▶ **Activities**:
a) Name every building or structure in Baltimore mentioned in the passage on Baltimore's geography and climate.
b) Continue the passage on Baltimore's geography and climate from its final sentence.

----- Source passage -----

Geography and Climate
Baltimore is located in north-central Maryland on the Patapsco River, near its mouth at the Chesapeake Bay. The city lies on the fall line between the Atlantic Coastal Plain and the Piedmont Plateau and the line essentially divides it into “lower city” and “upper city.” The lowest elevation is at the sea level in the harbor and the highest one is near Pimlico, at 480 feet.
The climate in Baltimore is humid subtropical, with four distinct seasons. Autumn and spring are usually warm and spring is the season with most precipitation. Winter is cool with occasional snow and summer is hot and humid, with frequent thunderstorms.
The city has a number of architecturally important buildings, such as the Baltimore Basilica (the oldest Catholic cathedral in America), the Peale Museum, the Phoenix Shot Tower, World Trade Center and many others. The tallest structure in Baltimore is the Transamerica Tower, with 40 floors. The city is divided into nine official regions but the locals usually divide it into West and East Baltimore (with Charles Street as the dividing line) and North and South Baltimore (the dividing line being Baltimore Street).

----- Data -----

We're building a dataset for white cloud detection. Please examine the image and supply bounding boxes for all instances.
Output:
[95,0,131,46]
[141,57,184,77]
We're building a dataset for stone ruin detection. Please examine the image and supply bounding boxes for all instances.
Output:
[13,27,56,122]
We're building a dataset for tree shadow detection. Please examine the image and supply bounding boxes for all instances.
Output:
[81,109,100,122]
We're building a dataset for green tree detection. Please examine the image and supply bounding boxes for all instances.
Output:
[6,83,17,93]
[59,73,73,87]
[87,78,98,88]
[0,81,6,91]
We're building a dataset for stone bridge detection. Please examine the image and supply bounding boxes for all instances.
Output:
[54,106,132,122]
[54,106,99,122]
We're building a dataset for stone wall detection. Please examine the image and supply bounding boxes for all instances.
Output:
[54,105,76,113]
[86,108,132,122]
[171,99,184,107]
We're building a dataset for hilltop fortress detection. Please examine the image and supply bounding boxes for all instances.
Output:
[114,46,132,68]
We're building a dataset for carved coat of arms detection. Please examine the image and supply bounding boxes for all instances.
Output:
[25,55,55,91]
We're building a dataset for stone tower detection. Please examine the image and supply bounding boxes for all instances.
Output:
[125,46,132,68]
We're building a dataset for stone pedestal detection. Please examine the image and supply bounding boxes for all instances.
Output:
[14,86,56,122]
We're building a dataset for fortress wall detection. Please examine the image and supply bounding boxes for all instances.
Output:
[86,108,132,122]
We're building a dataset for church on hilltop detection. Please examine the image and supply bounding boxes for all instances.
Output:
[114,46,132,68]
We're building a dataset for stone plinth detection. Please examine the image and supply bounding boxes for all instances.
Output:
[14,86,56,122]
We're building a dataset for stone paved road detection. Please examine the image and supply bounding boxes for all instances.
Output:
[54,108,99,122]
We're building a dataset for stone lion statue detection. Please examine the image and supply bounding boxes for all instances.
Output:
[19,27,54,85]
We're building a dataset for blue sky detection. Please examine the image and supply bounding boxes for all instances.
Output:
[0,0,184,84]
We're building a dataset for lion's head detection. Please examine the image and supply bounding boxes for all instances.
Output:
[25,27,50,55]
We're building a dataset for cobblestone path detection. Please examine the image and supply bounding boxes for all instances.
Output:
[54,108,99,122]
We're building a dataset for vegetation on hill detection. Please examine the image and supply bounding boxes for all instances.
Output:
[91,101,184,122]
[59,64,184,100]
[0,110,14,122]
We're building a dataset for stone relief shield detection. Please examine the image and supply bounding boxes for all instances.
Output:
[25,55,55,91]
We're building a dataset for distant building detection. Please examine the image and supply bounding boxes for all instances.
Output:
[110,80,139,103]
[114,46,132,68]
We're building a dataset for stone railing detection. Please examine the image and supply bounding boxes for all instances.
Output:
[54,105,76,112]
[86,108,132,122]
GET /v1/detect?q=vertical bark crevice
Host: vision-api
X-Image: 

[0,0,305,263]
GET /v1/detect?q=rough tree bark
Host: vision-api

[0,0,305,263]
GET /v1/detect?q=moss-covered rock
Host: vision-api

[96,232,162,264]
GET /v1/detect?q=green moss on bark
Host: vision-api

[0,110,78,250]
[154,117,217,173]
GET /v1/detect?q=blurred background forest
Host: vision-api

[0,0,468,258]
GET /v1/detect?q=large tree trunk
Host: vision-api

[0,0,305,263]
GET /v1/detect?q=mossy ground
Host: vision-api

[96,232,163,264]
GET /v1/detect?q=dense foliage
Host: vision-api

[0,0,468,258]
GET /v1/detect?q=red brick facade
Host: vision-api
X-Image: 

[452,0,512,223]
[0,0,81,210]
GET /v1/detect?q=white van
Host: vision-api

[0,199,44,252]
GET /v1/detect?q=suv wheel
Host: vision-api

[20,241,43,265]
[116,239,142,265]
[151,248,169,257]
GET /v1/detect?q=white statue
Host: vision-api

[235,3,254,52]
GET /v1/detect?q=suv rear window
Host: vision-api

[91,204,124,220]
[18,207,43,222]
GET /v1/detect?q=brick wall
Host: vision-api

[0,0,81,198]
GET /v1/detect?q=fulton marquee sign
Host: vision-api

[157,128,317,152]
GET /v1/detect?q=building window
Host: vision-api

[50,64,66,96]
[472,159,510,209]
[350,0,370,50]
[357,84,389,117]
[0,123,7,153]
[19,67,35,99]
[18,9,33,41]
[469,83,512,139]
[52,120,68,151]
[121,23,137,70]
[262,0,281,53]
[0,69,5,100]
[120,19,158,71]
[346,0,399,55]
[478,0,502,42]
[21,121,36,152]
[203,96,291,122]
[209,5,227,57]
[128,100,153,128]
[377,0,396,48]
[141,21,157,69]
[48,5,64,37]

-----

▶ **Task results**:
a) Baltimore Basilica, Peale Museum, Phoenix Shot Tower, World Trade Center, Transamerica Tower

b)
The Central District includes Downtown Baltimore, home to Harborplace, the Camden Yards Sports Complex, the Convention Center and the National Aquarium in Baltimore.
In 2010, Baltimore had a population of 620,961. The racial makeup in the city was 63.7% Black or African American, 29.6% White, 4.2% Hispanic or Latino, 2.6% Asian, 0.4% Native American, 2.1% two or more races and 0.2% some other race.
In 2008, 19.3% of the population lived below the poverty line. Homelessness was a major problem and the homelessness population is still increasing. Another significant problem in the city is crime. Although the violent crime rates have declined over the past years, they are still above the national average. Crime in Baltimore has been portrayed in several TV shows and films, most notably “The Wire” and “Homicide: Life on the Street.”
Economy and Industry
Baltimore used to be a highly industrialized town with an economy based on steel, shipping, auto-industry and manufacturing. However, the economy then shifted to other sectors and tens of thousands of residents have lost low-skill, high-wage jobs. Today, Baltimore still relies greatly on industry but it also has new thriving sectors, especially finance, business and health service.
Some of the major companies based in Greater Baltimore area include Grace Chemicals, McCormick & Company, Legg Mason, T. Rowe Price, AAI Corporation, Prometric, Sylvan Learning, Under Armour, Sinclair Broadcast Group, DeBaufre Bakeries, Adams Express Company and others. The famous Johns Hopkins Hospital is also located in Baltimore.
Baltimore is home of the Baltimore Symphony Orchestra, Center Stage, The Baltimore Consort, Hippodrome Theatre, Everyman Theatre, Pride of Baltimore Chorus and the famous Baltimore School for the Arts.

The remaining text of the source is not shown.